DATASET RECORDS: Begin

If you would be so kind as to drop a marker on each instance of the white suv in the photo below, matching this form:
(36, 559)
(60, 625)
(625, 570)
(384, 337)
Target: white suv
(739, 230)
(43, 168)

DATASET RECORDS: End
DATASET RECORDS: Begin

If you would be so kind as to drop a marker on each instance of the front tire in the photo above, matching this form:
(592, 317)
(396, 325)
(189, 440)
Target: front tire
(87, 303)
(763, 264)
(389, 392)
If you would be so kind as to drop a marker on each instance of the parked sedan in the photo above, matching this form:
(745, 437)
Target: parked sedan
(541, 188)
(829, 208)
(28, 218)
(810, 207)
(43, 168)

DATASET RECORDS: End
DATASET RECORDS: Begin

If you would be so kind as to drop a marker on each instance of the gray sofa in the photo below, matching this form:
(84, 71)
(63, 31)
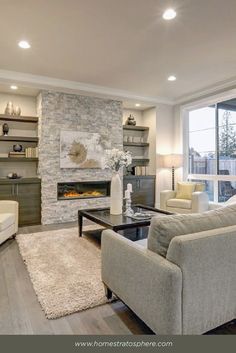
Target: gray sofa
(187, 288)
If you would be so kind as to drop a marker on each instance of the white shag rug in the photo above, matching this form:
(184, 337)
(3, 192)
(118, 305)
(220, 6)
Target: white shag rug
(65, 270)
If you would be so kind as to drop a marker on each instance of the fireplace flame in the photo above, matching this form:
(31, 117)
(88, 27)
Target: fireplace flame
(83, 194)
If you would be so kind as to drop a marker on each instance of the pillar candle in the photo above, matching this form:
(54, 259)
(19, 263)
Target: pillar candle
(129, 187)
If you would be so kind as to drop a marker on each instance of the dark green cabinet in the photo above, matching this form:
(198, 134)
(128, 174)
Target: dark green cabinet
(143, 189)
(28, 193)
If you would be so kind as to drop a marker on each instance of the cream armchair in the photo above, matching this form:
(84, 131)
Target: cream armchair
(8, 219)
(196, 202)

DATASET RECORDS: End

WORK INSTRUCTIONS: Within the material above, please work out how many lines contain the word "below" and give that number by itself.

REPLY TO THE TASK: 2